EXERCISE PROMPT:
Restate the complete material exactly.

RECORDS:
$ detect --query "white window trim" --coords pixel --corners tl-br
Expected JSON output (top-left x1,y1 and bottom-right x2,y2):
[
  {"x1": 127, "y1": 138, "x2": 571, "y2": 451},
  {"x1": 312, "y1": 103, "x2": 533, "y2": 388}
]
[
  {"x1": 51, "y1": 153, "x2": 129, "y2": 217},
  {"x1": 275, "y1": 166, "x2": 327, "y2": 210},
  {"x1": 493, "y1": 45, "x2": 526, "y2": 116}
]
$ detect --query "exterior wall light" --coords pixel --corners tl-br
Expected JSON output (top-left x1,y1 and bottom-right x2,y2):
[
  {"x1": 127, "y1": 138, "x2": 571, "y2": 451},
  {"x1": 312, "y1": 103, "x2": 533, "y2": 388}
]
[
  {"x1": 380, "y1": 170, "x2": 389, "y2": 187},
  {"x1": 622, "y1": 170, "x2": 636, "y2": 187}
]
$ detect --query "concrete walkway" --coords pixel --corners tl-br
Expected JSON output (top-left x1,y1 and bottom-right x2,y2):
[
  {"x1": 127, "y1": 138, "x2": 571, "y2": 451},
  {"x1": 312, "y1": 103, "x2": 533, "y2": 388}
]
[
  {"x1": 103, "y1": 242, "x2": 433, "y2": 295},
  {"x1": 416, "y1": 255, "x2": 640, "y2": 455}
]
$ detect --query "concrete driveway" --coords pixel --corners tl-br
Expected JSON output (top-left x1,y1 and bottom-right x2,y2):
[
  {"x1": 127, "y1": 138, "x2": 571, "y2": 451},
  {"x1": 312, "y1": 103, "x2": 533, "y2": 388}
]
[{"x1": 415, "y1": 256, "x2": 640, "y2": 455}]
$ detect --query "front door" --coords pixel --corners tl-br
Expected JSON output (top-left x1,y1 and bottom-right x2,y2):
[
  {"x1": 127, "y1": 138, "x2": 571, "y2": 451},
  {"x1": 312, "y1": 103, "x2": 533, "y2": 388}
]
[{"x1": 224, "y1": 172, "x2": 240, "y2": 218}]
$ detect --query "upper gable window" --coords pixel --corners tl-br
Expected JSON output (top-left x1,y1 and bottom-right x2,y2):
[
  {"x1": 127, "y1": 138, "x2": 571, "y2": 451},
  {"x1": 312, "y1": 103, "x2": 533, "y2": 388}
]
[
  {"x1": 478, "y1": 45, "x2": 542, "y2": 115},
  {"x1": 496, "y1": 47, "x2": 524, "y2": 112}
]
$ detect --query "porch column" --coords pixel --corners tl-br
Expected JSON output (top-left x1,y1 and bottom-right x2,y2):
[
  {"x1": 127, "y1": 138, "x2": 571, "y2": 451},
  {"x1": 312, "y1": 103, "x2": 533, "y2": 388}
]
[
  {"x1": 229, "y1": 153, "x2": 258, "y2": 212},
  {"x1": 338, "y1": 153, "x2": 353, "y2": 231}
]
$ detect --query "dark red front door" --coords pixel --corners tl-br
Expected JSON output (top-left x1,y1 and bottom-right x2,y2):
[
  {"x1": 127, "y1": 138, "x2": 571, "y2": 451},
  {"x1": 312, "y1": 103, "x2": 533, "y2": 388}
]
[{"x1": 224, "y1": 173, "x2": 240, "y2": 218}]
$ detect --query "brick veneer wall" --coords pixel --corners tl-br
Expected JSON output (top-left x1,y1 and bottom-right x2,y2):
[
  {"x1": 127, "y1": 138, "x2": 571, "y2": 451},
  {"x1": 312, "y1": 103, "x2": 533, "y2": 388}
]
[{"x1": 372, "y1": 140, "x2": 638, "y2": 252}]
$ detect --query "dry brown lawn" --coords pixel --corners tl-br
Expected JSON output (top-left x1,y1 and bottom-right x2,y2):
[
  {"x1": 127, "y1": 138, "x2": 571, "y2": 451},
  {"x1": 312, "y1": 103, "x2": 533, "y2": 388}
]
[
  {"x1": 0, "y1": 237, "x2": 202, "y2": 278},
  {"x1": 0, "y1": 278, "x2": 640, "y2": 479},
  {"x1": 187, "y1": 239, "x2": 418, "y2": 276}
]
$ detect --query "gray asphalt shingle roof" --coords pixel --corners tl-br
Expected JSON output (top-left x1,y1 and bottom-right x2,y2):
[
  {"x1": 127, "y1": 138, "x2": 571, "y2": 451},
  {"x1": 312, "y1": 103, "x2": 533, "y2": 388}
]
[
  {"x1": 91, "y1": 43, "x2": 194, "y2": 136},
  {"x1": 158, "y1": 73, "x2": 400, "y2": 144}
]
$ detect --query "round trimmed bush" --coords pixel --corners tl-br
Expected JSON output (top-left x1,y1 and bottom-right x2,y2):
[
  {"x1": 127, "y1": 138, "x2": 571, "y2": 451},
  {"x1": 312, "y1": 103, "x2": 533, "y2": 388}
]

FINISHED TASK:
$ detect --query "white window trim" --coords pixel --corners tl-br
Expected JSON output (top-left x1,y1 and bottom-right x2,y2):
[
  {"x1": 127, "y1": 138, "x2": 571, "y2": 451},
  {"x1": 312, "y1": 103, "x2": 533, "y2": 388}
]
[
  {"x1": 51, "y1": 153, "x2": 129, "y2": 217},
  {"x1": 275, "y1": 166, "x2": 327, "y2": 210},
  {"x1": 493, "y1": 45, "x2": 526, "y2": 116}
]
$ detect --query "exterior wall light" --coords pixel --corners tl-br
Expected JSON output (top-left x1,y1 and bottom-right x2,y2):
[
  {"x1": 127, "y1": 138, "x2": 571, "y2": 451},
  {"x1": 312, "y1": 103, "x2": 533, "y2": 388}
]
[
  {"x1": 380, "y1": 170, "x2": 389, "y2": 187},
  {"x1": 622, "y1": 170, "x2": 636, "y2": 187}
]
$ detect --query "concrete walkway" --coords pixel --corners tl-br
Expected JSON output (top-left x1,y1 and bottom-right x2,y2):
[
  {"x1": 127, "y1": 138, "x2": 571, "y2": 451},
  {"x1": 312, "y1": 103, "x2": 533, "y2": 388}
]
[
  {"x1": 103, "y1": 242, "x2": 433, "y2": 295},
  {"x1": 416, "y1": 255, "x2": 640, "y2": 455}
]
$ detect --query "concrete driveway" --coords pixel --corners tl-br
Expected JSON output (top-left x1,y1 and bottom-right x2,y2):
[
  {"x1": 127, "y1": 138, "x2": 571, "y2": 451},
  {"x1": 312, "y1": 103, "x2": 533, "y2": 388}
]
[{"x1": 415, "y1": 256, "x2": 640, "y2": 455}]
$ detect --query "front door" --coords pixel --corners tl-br
Expected JSON output (top-left x1,y1 and bottom-right x2,y2):
[
  {"x1": 127, "y1": 138, "x2": 571, "y2": 451},
  {"x1": 312, "y1": 103, "x2": 533, "y2": 388}
]
[{"x1": 224, "y1": 172, "x2": 240, "y2": 218}]
$ detect --query "upper gable window" --coords pixel --corners tl-br
Expected JSON output (top-left x1,y1 and bottom-right x2,y2):
[
  {"x1": 127, "y1": 138, "x2": 571, "y2": 451},
  {"x1": 312, "y1": 103, "x2": 533, "y2": 388}
]
[
  {"x1": 478, "y1": 45, "x2": 542, "y2": 115},
  {"x1": 496, "y1": 47, "x2": 524, "y2": 112}
]
$ detect --query "porch column" --coords pixel --corners tl-br
Expected JSON output (top-left x1,y1 and bottom-right x2,y2):
[
  {"x1": 127, "y1": 138, "x2": 571, "y2": 451},
  {"x1": 312, "y1": 103, "x2": 533, "y2": 388}
]
[
  {"x1": 229, "y1": 153, "x2": 258, "y2": 212},
  {"x1": 338, "y1": 153, "x2": 353, "y2": 231}
]
$ detect --query "dark red front door" --coords pixel --corners tl-br
Expected JSON output (top-left x1,y1 and bottom-right x2,y2):
[
  {"x1": 127, "y1": 138, "x2": 571, "y2": 451},
  {"x1": 312, "y1": 103, "x2": 533, "y2": 388}
]
[{"x1": 224, "y1": 173, "x2": 240, "y2": 218}]
$ detect --query "brick veneer wall" --coords pixel --corners tl-br
Expected JSON output (top-left x1,y1 and bottom-right x2,y2):
[
  {"x1": 127, "y1": 138, "x2": 571, "y2": 451},
  {"x1": 312, "y1": 103, "x2": 533, "y2": 388}
]
[{"x1": 372, "y1": 140, "x2": 638, "y2": 252}]
$ detect --query "dry brown lawn" --coords pixel --corners tl-br
Expected JSON output (top-left x1,y1 and bottom-right x2,y2):
[
  {"x1": 127, "y1": 138, "x2": 571, "y2": 451},
  {"x1": 312, "y1": 103, "x2": 533, "y2": 388}
]
[
  {"x1": 0, "y1": 237, "x2": 202, "y2": 278},
  {"x1": 0, "y1": 278, "x2": 640, "y2": 479},
  {"x1": 187, "y1": 239, "x2": 418, "y2": 276}
]
$ detect --query "gray asphalt shingle roof" --coords pixel --corners tl-br
Expected JSON output (top-left x1,y1 and bottom-right x2,y2):
[
  {"x1": 127, "y1": 138, "x2": 571, "y2": 451},
  {"x1": 312, "y1": 103, "x2": 533, "y2": 388}
]
[
  {"x1": 91, "y1": 43, "x2": 194, "y2": 136},
  {"x1": 158, "y1": 73, "x2": 400, "y2": 144}
]
$ detect --query "round trimmed bush" --coords pixel --corners tl-br
Expected JSON output (top-left x1,y1 and bottom-right x2,y2):
[
  {"x1": 127, "y1": 138, "x2": 571, "y2": 451},
  {"x1": 312, "y1": 103, "x2": 533, "y2": 388}
]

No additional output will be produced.